**TEXTE À ÉTUDIER:**
7. Comment dédramatiser la situation?
Face au coronavirus, que doit faire une marque ou une entreprise pour garder la confiance de ses consommateurs ou de ses collaborateurs ? Arme à double tranchant, l’humour est rarement la meilleure solution, surtout lorsque des vies sont en danger.
Le destin peut se montrer taquin. Prenez un virus, sortez une bière et mélangez les noms. Il ne faudra pas attendre longtemps pour que toute communication commerciale soit disséquée sous la loupe des bonnes conventions. Ainsi, lorsque la marque Corona s’est aventurée à jouer la carte de l’humour pour présenter sa nouvelle gamme de bières aux Etats-Unis il y a deux semaines à peine, elle s’est rapidement pris un vent de critiques indignées sur les réseaux sociaux. A l’époque, le coronavirus était encore très ” chinois ” et la marque avait eu la mauvaise idée de plaisanter sur un ” prochain débarquement ” de son édition aromatisée sur le sol américain avec le slogan Coming ashore soon.

**TÂCHES DEMANDÉES:**
1. Réécrivez plus brièvement le paragraphe du texte qui commence par « Le destin peut se montrer taquin », en gardant ses faits principaux.
2. Reprenez le texte sur l'humour des marques face au coronavirus à la suite de sa dernière phrase.

**LISTE DE DONNÉES:**
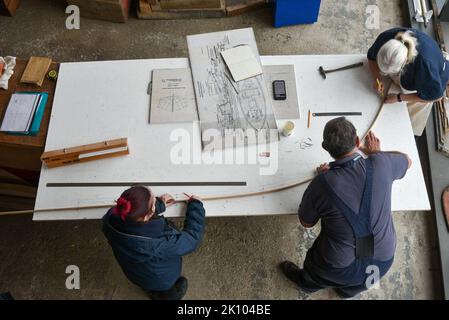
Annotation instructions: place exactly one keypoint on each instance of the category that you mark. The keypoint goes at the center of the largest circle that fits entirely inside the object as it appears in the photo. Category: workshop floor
(239, 256)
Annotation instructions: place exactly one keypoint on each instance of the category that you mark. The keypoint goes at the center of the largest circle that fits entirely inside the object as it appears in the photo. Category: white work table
(98, 101)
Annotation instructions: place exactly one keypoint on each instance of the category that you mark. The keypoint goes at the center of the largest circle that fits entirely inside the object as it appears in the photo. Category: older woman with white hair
(415, 62)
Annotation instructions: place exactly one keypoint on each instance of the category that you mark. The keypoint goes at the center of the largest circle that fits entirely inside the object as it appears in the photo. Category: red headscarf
(123, 207)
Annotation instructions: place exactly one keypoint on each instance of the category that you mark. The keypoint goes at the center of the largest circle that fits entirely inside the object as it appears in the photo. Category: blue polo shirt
(335, 245)
(428, 74)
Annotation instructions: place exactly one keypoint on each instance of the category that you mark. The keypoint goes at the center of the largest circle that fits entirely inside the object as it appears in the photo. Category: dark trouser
(348, 281)
(176, 292)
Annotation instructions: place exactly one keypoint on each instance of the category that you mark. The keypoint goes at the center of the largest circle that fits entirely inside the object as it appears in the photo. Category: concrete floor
(239, 256)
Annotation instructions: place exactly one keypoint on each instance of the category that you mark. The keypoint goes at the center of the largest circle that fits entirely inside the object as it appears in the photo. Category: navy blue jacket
(428, 74)
(155, 263)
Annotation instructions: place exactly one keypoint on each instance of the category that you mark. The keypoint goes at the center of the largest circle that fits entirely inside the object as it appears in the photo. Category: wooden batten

**RÉPONSES PAR TÂCHE:**
1. Quand un virus et une bière portent le même nom, toute communication commerciale est vite passée au crible des convenances. Il y a à peine deux semaines, Corona a misé sur l'humour pour lancer sa nouvelle gamme de bières aux États-Unis et a essuyé une vague de critiques indignées sur les réseaux sociaux. Le coronavirus passait alors encore pour « chinois », et la marque plaisantait sur le « prochain débarquement » de son édition aromatisée avec le slogan Coming ashore soon.

2.
Un zeste provocatrice, la formule a choqué et la bière a continué de se perdre dans un bad buzz déjà enclenché, malgré elle, auprès des clients perturbés par ce télescopage sémantique. En une semaine, l’action de Constellation Brands (propriété du groupe AB InBev) qui produit ce breuvage mexicain perdait 10% de sa valeur en Bourse, tandis que le capital sympathie de Corona chutait de 80% à 50% dans les enquêtes de réputation auprès du public américain.
Aujourd’hui, la marque de bière se fait beaucoup plus discrète et tente de faire oublier son faux pas. ” En ce moment, la meilleure chose à faire pour une entreprise dont le nom est phonétiquement proche du coronavirus, c’est de faire le gros dos et attendre que ça passe, réagit Emmanuel Goedseels, cofondateur de Whyte Corporate Affairs, une agence de communication stratégique spécialisée dans la gestion de crise. Elle doit faire très attention aux slogans utilisés, mais elle ne doit pas non plus complètement se faire oublier. Elle doit trouver le juste équilibre et tenter de dédramatiser la situation en continuant son business as usual et en évitant de ‘sur-communiquer’ pour ne pas créer de tension autour de la marque. ”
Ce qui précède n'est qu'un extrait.